> _Task goal_:
Starting with the line that contains "on the green" and going on through the end of the data below, write those lines out again with "moss" swapped for "lichen" and nothing else changed.

> _Data excerpts_:
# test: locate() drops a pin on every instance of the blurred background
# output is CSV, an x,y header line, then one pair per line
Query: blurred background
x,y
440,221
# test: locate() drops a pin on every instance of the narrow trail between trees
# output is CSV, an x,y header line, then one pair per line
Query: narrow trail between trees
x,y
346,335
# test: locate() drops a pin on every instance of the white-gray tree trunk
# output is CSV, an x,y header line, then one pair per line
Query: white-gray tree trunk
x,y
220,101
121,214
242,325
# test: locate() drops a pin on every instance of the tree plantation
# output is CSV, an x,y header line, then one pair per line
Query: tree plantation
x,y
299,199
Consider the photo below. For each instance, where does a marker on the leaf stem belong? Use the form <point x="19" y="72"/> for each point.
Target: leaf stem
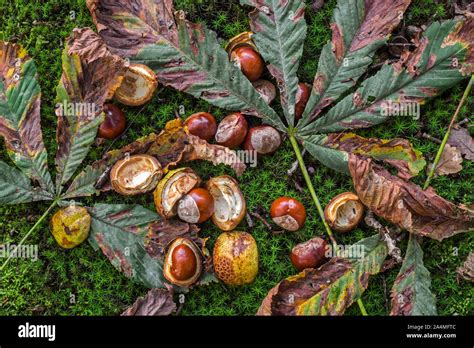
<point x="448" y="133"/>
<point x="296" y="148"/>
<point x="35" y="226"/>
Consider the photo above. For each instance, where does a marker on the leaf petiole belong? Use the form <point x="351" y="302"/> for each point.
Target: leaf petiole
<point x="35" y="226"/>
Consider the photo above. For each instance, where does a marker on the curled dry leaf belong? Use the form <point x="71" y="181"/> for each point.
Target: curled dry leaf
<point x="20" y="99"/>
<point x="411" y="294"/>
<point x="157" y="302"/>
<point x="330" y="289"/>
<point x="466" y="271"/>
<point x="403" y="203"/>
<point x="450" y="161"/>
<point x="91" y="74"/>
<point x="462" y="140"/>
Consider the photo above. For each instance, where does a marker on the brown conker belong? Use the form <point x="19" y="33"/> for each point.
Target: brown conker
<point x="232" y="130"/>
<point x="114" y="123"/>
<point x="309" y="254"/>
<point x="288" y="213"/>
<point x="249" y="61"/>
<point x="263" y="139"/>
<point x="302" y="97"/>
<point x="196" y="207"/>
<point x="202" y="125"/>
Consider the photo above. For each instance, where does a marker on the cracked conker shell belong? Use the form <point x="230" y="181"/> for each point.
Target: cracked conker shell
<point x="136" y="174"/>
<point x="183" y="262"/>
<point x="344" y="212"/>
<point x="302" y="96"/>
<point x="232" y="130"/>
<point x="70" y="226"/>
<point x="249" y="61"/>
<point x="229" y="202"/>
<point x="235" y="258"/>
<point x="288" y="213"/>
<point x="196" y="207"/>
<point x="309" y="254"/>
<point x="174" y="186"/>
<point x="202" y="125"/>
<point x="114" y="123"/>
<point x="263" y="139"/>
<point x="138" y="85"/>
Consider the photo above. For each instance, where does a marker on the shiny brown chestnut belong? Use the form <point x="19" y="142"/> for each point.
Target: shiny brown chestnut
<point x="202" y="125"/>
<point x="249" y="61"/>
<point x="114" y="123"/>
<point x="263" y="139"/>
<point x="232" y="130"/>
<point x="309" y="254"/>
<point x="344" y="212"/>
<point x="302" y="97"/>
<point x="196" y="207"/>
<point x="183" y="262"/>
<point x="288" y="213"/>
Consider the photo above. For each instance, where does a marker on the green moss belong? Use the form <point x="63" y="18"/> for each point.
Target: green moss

> _Solution to this task_:
Consider the photo above. For each instance, where does a marker on the green lichen belong? Use the form <point x="63" y="18"/> for each point.
Target: green lichen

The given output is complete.